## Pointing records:

((

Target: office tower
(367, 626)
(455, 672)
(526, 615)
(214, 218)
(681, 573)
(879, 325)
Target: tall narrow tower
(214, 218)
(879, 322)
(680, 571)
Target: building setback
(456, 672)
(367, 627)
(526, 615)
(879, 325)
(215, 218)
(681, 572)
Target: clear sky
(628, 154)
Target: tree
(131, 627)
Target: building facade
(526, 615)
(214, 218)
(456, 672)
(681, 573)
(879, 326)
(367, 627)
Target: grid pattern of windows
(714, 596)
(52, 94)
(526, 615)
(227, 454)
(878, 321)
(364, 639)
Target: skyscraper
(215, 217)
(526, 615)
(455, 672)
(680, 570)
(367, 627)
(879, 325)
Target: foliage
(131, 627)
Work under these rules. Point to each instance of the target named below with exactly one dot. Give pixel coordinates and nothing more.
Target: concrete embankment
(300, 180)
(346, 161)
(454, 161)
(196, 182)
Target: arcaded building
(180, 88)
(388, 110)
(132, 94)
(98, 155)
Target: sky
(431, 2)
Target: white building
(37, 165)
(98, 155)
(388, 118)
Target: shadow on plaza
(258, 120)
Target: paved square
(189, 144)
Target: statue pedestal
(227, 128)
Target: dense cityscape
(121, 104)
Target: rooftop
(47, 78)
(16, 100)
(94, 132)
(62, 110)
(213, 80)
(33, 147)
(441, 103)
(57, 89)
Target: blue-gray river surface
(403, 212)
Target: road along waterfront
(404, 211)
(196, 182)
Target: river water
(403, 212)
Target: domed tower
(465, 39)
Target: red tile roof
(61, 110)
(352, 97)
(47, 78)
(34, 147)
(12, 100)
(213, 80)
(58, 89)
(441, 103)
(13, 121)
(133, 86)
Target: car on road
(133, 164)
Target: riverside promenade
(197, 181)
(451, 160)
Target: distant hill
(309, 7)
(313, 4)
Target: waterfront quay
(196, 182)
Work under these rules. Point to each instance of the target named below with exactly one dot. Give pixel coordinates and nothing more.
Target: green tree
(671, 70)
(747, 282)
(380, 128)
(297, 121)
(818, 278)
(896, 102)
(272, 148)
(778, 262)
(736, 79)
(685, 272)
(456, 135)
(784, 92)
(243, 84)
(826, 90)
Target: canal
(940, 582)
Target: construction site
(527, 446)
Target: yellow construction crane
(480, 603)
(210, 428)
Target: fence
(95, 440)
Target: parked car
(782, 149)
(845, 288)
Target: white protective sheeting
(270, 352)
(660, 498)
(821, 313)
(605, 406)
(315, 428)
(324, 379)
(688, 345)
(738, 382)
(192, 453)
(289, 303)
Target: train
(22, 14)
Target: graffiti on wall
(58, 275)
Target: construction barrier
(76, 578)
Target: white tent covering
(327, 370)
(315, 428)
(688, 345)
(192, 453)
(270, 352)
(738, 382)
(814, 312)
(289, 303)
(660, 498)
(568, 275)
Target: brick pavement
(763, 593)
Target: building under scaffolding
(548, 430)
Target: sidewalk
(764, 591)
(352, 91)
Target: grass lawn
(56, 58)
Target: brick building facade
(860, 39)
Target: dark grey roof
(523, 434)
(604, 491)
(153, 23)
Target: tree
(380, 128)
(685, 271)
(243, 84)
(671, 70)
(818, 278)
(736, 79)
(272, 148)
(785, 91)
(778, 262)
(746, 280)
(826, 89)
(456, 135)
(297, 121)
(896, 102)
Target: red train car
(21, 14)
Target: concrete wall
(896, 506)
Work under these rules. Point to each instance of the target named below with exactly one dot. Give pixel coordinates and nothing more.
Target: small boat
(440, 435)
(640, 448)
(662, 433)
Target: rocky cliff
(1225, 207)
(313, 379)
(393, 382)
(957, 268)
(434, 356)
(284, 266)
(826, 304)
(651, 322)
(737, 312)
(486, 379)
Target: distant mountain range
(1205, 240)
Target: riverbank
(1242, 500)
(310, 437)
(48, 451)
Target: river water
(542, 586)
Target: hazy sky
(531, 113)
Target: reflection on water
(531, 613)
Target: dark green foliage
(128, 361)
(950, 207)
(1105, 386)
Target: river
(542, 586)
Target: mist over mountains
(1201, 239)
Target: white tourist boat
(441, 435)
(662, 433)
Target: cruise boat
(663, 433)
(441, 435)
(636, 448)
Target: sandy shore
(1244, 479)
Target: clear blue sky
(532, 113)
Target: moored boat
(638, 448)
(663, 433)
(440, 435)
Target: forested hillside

))

## DIRECTIONS:
Reproduce the part of the records that opens with the line containing "Target: distant mountain range" and closes with the last line of the records, including the requests. Offset every coordinate in the answers by adding 36 to it.

## TASK ANSWER:
Target: distant mountain range
(1241, 276)
Target: riverbank
(1278, 536)
(346, 473)
(84, 487)
Target: river water
(578, 622)
Target: hazy sky
(567, 149)
Target: reflection on water
(567, 649)
Target: dark green foliage
(164, 397)
(986, 243)
(1141, 422)
Target: river
(578, 622)
Target: mist over mountains
(1237, 275)
Target: white tourist boat
(477, 471)
(698, 469)
Target: cruise boat
(699, 469)
(477, 471)
(672, 484)
Target: sandy shore
(1280, 515)
Target: clear blue sky
(568, 149)
Target: moored boat
(674, 484)
(699, 469)
(476, 471)
Target: forested hillside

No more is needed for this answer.